## Document section
# # #

Employment Outlook for Bachelor's in Gerontology Graduates
BACHELOR'S IN GERONTOLOGY CAREERS
Graduates with a bachelor's in gerontology work with older adults in retirement centers, public health administration, or even public policy. Below are a few potential careers for graduates of gerontology programs, and an overview of what these different careers entail.
- Medical and Health Services Managers
These professionals take on managerial roles within medical and health services, including retirement homes and elderly care facilities. These managers may run or supervise an entire facility, or may work in a specific department of a larger organization. They are often tasked with keeping up with changing laws and policies in healthcare, and making sure their facility meets these requirements.
Median Annual Salary: $96,540
Projected Growth Rate: 17%
- Social and Human Services Assistants
The main objective of these professionals is to connect clients with the community resources they need. Many pursue jobs in retirement homes, acting as a support system for the families of aging patients. The role often includes working closely with other professionals, such as social workers, to manage a specific patient's case.
Median Annual Salary: $31,810
Projected Growth Rate: 11%
- Social Workers
Social workers work with clients of all ages, including older adults. They manage the cases of clients dealing with difficult conditions, such as physical and mental disabilities, emotional issues, or addiction. Social workers help clients cope with these issues and improve their mental and physical states.
Median Annual Salary: $46,890
Projected Growth Rate: 12%
- Occupational Therapy Assistants and Aides
These professionals work alongside licensed occupational therapists to help patients recover from (and cope with) injuries, illnesses, or disabilities. Older adults often require occupational and/or physical therapy to address physical changes as they age. Occupational therapy assistants work directly with therapists to administer occupational therapy while aides complete support duties.

# # #

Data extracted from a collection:
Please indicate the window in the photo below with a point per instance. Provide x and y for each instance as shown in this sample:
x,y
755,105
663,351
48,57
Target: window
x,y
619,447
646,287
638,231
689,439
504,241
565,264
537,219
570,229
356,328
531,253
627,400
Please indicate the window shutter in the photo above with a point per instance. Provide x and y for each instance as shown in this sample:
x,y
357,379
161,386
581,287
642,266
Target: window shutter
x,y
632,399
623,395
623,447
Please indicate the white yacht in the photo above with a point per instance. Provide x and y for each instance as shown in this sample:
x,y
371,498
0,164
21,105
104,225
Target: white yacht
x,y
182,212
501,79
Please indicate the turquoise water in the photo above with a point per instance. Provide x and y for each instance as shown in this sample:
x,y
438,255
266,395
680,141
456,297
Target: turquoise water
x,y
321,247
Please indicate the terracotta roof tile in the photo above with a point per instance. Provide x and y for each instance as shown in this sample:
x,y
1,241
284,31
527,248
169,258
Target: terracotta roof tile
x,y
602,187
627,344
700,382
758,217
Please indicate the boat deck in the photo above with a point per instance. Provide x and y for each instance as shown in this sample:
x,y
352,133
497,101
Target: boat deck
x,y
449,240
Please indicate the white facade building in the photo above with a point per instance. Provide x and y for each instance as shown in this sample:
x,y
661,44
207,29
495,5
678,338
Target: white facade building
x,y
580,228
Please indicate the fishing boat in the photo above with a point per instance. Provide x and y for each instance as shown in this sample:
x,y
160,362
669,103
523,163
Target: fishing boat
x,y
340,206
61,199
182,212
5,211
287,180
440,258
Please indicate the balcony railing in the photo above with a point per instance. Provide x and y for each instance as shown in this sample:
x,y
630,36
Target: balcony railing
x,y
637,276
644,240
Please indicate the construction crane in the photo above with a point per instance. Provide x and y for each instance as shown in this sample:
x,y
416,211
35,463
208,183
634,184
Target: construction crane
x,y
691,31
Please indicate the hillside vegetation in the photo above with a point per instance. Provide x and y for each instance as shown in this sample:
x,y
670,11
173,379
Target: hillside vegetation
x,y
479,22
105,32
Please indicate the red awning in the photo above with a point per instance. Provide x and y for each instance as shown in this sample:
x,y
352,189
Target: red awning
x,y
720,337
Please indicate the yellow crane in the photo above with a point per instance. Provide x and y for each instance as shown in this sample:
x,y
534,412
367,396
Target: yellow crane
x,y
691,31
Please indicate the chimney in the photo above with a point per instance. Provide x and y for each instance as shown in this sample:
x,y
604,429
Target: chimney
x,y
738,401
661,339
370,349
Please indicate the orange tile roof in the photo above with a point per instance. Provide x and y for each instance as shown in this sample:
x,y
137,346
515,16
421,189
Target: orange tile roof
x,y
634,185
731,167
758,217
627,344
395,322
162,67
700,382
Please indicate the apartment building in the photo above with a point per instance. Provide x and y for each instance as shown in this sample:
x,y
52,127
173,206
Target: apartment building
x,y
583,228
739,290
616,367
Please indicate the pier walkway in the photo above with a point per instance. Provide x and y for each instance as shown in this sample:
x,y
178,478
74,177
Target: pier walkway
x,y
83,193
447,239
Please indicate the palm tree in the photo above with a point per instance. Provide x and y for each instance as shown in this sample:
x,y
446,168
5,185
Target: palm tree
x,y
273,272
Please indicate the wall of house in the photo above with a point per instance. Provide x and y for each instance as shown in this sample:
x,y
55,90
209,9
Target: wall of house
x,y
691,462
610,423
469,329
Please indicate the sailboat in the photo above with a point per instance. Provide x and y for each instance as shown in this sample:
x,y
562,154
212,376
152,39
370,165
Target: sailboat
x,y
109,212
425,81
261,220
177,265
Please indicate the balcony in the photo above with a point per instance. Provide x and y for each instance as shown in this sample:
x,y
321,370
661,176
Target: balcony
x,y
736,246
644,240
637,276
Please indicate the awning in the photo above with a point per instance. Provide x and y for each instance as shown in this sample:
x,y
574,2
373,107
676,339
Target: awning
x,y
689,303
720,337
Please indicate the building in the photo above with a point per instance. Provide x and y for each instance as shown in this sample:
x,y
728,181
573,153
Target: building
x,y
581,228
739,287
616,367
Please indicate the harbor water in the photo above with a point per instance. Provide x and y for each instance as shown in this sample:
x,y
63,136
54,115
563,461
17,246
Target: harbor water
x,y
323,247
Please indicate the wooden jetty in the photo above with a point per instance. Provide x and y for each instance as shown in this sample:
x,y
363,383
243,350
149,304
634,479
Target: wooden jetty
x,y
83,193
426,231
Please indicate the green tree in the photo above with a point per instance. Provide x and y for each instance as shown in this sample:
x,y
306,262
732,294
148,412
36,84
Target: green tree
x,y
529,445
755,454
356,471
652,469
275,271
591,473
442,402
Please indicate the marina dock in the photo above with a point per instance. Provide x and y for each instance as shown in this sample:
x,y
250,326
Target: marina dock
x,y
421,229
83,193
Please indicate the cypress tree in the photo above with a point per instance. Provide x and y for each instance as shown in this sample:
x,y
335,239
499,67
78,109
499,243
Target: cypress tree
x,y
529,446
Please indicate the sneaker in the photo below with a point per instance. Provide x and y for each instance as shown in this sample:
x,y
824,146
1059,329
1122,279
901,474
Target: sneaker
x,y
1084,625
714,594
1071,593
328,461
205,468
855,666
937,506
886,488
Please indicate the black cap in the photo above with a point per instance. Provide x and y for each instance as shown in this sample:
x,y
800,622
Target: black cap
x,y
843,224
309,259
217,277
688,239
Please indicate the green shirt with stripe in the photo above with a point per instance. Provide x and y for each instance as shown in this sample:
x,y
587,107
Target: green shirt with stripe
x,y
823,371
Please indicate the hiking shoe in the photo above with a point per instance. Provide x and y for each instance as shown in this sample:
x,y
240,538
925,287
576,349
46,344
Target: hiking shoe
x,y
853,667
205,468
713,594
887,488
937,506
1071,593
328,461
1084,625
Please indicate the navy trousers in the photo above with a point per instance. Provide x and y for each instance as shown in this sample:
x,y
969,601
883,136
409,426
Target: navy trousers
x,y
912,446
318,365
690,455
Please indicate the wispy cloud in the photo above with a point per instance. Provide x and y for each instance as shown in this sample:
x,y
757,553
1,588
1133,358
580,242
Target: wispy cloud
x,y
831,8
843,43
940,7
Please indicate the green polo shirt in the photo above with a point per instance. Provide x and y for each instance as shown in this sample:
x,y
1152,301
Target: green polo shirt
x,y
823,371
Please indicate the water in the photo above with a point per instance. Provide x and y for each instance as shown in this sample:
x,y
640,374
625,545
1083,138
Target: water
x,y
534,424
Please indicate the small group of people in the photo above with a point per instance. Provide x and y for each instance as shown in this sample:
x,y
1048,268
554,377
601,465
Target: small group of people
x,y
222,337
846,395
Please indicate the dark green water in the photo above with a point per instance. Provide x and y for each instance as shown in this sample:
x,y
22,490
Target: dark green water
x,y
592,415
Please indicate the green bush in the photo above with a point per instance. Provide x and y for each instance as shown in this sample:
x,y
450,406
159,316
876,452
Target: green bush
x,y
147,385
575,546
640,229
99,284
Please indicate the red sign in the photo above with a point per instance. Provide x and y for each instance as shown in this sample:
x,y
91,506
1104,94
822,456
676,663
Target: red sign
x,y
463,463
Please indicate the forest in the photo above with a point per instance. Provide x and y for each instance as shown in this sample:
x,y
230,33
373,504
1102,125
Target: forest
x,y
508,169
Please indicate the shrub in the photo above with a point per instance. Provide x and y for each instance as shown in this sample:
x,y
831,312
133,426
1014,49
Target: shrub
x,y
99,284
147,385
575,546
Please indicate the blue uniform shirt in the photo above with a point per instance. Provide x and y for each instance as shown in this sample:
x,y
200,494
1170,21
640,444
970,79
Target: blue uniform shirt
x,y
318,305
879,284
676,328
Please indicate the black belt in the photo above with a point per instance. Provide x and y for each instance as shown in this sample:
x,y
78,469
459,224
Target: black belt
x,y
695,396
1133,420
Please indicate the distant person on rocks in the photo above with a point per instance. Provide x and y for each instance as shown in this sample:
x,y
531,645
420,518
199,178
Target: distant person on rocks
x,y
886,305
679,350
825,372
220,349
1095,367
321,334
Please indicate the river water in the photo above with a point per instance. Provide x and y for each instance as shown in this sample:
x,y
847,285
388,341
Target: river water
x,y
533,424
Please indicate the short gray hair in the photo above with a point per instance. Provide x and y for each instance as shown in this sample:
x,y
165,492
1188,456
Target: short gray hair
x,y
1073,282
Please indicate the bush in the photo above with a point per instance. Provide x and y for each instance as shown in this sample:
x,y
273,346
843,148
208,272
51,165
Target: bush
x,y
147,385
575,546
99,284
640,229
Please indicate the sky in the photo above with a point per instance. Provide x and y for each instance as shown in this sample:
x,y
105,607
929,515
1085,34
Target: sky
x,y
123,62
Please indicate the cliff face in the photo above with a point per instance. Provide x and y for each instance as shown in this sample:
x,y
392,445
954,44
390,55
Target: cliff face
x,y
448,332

# # #

## Activities
1. According to the gerontology careers overview, what is the projected growth rate for medical and health services managers?
2. Summarize the gerontology careers overview in two sentences.
3. Pick up the gerontology careers overview after its last sentence and keep writing it.

## Outputs by task
1. 17%

2. Graduates with a bachelor's in gerontology work with older adults in retirement centers, public health administration, or public policy. Possible careers include medical and health services managers, social and human services assistants, social workers, and occupational therapy assistants and aides.

3.
Median Annual Salary: $56,070
Projected Growth Rate: 40%
- Health Educators and Community Health Workers
These educators work within communities to promote health and wellness. Community health workers and health educators often work with adults in retirement homes or elderly care facilities, developing and implementing wellness plans with the goal of improving health among community members.
Median Annual Salary: $44,390
Projected Growth Rate: 13%
BACHELOR'S IN GERONTOLOGY SALARY
According to PayScale, location is the most important factor in determining your salary as a health and medical services worker, the primary career area for those with degrees in gerontology. Based on annual mean wage, the chart below maps the five top-paying states in this career field.
|State||Annual Mean Wage|
|District of Columbia||$142,380|
Financing Your Online Bachelor's in Gerontology Program
Determining how to finance your bachelor's in gerontology can seem a bit daunting, but there are some ways you can make your degree more affordable. The first and most important step is to complete the Free Application for Student Aid (FAFSA) each year you are enrolled. The FAFSA connects you with any available federal funding, including grants and scholarships (which do not have to be paid back) and loans (which do). Students earning their bachelor's degree in gerontology may also consider looking within their communities for potential funding. For example, health services-based non-profit organizations may offer scholarships for qualified students.